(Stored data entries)

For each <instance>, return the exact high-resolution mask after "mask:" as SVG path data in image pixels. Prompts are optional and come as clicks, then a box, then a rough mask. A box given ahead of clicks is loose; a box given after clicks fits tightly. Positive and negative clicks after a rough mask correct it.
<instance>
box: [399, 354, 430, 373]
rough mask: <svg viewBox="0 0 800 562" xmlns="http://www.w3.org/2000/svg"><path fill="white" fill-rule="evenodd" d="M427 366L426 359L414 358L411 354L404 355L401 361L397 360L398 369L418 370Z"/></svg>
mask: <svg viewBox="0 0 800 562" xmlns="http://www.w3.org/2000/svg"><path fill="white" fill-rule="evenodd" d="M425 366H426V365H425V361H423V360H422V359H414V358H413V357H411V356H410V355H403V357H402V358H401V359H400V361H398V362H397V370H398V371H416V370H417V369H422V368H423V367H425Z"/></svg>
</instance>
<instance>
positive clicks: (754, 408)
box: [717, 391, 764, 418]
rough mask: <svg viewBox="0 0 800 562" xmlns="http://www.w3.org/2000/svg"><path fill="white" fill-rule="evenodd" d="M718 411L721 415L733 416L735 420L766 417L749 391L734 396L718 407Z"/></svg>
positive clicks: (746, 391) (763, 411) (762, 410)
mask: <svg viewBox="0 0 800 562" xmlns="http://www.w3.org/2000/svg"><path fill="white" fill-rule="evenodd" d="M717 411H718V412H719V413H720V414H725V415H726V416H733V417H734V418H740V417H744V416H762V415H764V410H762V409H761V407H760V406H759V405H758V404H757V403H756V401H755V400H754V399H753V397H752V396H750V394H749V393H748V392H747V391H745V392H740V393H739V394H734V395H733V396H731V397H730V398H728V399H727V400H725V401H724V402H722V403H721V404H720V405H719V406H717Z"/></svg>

YOUR TASK = Copy out the items above again, replacing every "rough mask" with "coarse mask" and leaving everything else unchanged.

YOUR SOLUTION =
For each <instance>, return the exact high-resolution mask after "mask:" as SVG path data in image pixels. Prompts are optional and come as clicks, then a box, then a coarse mask. A box given ahead of clicks is loose; a box given after clicks fits tightly. Positive and negative clicks after a coarse mask correct it.
<instance>
box: [399, 354, 430, 373]
coarse mask: <svg viewBox="0 0 800 562" xmlns="http://www.w3.org/2000/svg"><path fill="white" fill-rule="evenodd" d="M427 366L426 359L414 358L411 354L404 355L401 361L397 360L398 369L418 370Z"/></svg>
mask: <svg viewBox="0 0 800 562" xmlns="http://www.w3.org/2000/svg"><path fill="white" fill-rule="evenodd" d="M425 366H426V365H425V361H423V360H422V359H414V358H413V357H411V356H410V355H403V357H402V358H401V359H400V361H398V362H397V370H398V371H416V370H417V369H422V368H423V367H425Z"/></svg>
</instance>
<instance>
positive clicks: (754, 408)
box: [717, 391, 764, 418]
coarse mask: <svg viewBox="0 0 800 562" xmlns="http://www.w3.org/2000/svg"><path fill="white" fill-rule="evenodd" d="M718 411L721 415L733 416L735 420L766 417L749 391L734 396L718 407Z"/></svg>
positive clicks: (746, 391) (763, 411) (762, 410)
mask: <svg viewBox="0 0 800 562" xmlns="http://www.w3.org/2000/svg"><path fill="white" fill-rule="evenodd" d="M717 411H718V412H719V413H720V414H725V415H726V416H733V417H734V418H740V417H744V416H762V415H764V410H762V409H761V407H760V406H759V405H758V404H757V403H756V401H755V400H754V399H753V397H752V396H750V394H749V393H748V392H747V391H745V392H740V393H739V394H734V395H733V396H731V397H730V398H728V399H727V400H725V401H724V402H722V403H721V404H720V405H719V406H717Z"/></svg>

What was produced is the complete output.